━━━━━ Items ━━━━━

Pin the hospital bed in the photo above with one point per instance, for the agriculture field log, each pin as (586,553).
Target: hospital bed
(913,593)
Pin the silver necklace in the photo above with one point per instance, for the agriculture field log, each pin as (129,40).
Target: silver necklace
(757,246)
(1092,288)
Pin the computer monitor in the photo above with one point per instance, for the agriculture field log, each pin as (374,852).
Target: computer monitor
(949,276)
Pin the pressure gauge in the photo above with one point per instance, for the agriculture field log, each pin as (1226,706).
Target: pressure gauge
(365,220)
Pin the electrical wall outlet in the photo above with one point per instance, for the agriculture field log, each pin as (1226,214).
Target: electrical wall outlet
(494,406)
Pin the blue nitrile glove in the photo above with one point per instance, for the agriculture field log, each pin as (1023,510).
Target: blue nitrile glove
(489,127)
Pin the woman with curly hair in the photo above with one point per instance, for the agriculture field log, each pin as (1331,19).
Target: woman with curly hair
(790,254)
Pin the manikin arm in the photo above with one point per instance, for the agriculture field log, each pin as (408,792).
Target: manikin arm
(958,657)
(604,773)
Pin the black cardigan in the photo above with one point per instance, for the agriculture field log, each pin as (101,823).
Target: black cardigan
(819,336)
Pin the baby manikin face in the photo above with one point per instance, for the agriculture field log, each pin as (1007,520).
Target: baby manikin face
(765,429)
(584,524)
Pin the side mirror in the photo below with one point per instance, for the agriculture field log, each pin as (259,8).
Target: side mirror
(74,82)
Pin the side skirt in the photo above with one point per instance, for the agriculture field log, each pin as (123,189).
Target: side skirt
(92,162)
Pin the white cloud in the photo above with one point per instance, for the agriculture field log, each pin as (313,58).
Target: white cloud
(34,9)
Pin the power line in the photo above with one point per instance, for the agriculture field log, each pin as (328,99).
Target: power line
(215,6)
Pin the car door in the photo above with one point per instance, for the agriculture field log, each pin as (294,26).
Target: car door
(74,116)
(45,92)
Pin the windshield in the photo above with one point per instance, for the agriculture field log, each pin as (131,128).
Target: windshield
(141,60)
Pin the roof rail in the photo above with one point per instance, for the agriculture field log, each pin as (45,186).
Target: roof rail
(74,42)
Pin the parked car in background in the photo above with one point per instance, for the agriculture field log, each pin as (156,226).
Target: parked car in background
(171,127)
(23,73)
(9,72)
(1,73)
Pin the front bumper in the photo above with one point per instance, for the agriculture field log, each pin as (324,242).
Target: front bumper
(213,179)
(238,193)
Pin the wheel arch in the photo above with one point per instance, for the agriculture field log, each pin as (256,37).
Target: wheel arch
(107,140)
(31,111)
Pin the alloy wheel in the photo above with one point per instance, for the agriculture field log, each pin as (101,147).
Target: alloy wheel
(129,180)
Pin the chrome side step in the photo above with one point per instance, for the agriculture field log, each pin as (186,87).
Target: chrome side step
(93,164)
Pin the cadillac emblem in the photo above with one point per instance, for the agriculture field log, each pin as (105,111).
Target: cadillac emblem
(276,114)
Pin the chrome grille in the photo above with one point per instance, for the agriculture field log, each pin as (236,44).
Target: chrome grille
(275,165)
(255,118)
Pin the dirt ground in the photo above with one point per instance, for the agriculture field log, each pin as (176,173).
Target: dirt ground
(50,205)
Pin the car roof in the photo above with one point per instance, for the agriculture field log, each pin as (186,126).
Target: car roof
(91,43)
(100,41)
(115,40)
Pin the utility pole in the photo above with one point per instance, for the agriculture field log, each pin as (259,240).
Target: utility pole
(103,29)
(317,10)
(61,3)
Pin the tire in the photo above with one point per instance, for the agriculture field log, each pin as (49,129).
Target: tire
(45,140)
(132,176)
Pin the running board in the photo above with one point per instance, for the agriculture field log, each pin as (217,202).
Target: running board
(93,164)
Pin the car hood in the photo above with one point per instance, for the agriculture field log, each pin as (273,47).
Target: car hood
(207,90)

━━━━━

Exercise prompt: Render every line of the listing above as a JSON list of strings, one string per line, with blank lines omitted.

Correct result:
[
  "Pin the hospital bed in the photo above with one point per instance, for the agriculture field log, each pin as (586,553).",
  "Target: hospital bed",
  "(913,593)",
  "Pin the silver necklace in the photo above with one point per instance, for the agriculture field log, each pin as (129,40).",
  "Target: silver necklace",
  "(757,246)",
  "(1092,288)",
  "Pin the computer monitor in the photo above with one point per instance, for the agriculture field log, each pin as (374,852).",
  "Target: computer monitor",
  "(949,276)",
  "Pin the pressure gauge in the photo above with one point per instance, for the agriculture field log, each pin as (1226,706).",
  "Target: pressure gauge",
  "(365,220)",
  "Pin the electrical wall outlet in the photo above with one point per instance, for the agriculture field log, each pin as (1226,214).",
  "Target: electrical wall outlet",
  "(494,406)",
  "Pin the blue nitrile glove in the photo above with one point per instance, for the agriculture field log, each pin as (1023,510).",
  "Target: blue nitrile glove",
  "(489,127)",
  "Pin the woman with curly hair in the photo above with one point per instance, for the agriculture field log, each pin as (1331,19).",
  "Target: woman with curly hair",
  "(790,254)",
  "Pin the manikin arm in the photo above with one point per instance, for the agriculture field log, each pin as (408,792).",
  "Target: manikin arm",
  "(958,657)",
  "(604,773)",
  "Pin the black cardigan in the photo above with one point per instance, for the agriculture field log, each pin as (101,823).",
  "Target: black cardigan",
  "(819,336)",
  "Pin the baby manikin face in the photo above with one point per instance, for the agriculture field log, each pin as (1007,520).",
  "Target: baby manikin face",
  "(765,429)",
  "(584,524)",
  "Pin the side mirror in the photo below with one point per instance, for the agriculture field log, each pin as (259,8).",
  "Target: side mirror",
  "(74,82)",
  "Pin the side skirt in the photo above with one point per instance, for the agriculture field log, each pin as (123,189).",
  "Target: side skirt",
  "(92,162)",
  "Pin the white cloud in the photo above with one point per instance, for the agriculture field log, each pin as (313,58).",
  "Target: white cloud",
  "(34,9)",
  "Pin the power line in the photo above with one point per instance, for the agriculture field log, each pin as (328,99).",
  "Target: power line",
  "(215,6)",
  "Pin the car door in the photo above with one point per instance, for the agriculture field log, each pin as (294,26).",
  "Target: car door",
  "(74,116)",
  "(45,92)",
  "Pin the windshield in the photo above with one point per instance, for the agriculture field log, each pin as (131,128).",
  "Target: windshield",
  "(141,60)",
  "Pin the roof rail in the photo above with one point per instance, for the agriculture field log, each pin as (45,186).",
  "Target: roof rail",
  "(74,42)",
  "Pin the parked car in background in the photo above with one point per instance, for the agriculture field log, each pin as (156,226).",
  "Target: parked car in background",
  "(171,127)",
  "(23,73)",
  "(9,72)",
  "(1,73)",
  "Pin the front bumper in the photo above with one point per instance, for the agriculture field log, each pin as (324,242).",
  "Target: front bumper",
  "(213,179)",
  "(238,193)",
  "Pin the wheel arch in the photo above with one point per instance, for the agriculture field log, each pin as (256,37).",
  "Target: wheel arch",
  "(107,140)",
  "(31,111)",
  "Pin the alloy wheel in the photo above with one point per instance, for the agriculture field log, each pin as (101,147).",
  "Target: alloy wheel",
  "(129,180)",
  "Pin the chrome side step in the photo above with one point per instance, for the agriculture field log, each pin as (186,87).",
  "Target: chrome side step",
  "(93,164)",
  "Pin the cadillac emblem in the photo above with one point per instance, for the agriculture field log, each pin as (105,111).",
  "Target: cadillac emblem",
  "(276,114)",
  "Pin the chrome grille in the photo above with one point per instance, for the agriculture field log, each pin as (236,44).",
  "Target: chrome grille",
  "(275,165)",
  "(255,118)",
  "Pin the dirt ground in the photo above with one point per instance, for the agriculture field log, each pin as (176,173).",
  "Target: dirt ground",
  "(50,205)",
  "Pin the car roof in the photo above with one point per instance, for the agriculture field log, each pin as (186,126).",
  "Target: car roof",
  "(91,43)",
  "(100,41)",
  "(115,40)",
  "Pin the utility pole in the photo above with one point per instance, for the agriculture field log, each pin as (259,240).",
  "Target: utility pole",
  "(103,29)",
  "(317,10)",
  "(61,3)",
  "Pin the tire in the photo above with one point per instance, for the agriculture field log, each pin as (49,129).",
  "Target: tire",
  "(45,140)",
  "(132,176)",
  "Pin the running board in the photo above with one point per instance, for the agriculture field log, each pin as (217,202).",
  "Target: running board",
  "(93,164)",
  "Pin the car hood in the photo above with one point per instance, for the agriculture field log, each pin as (273,47).",
  "Target: car hood",
  "(207,90)"
]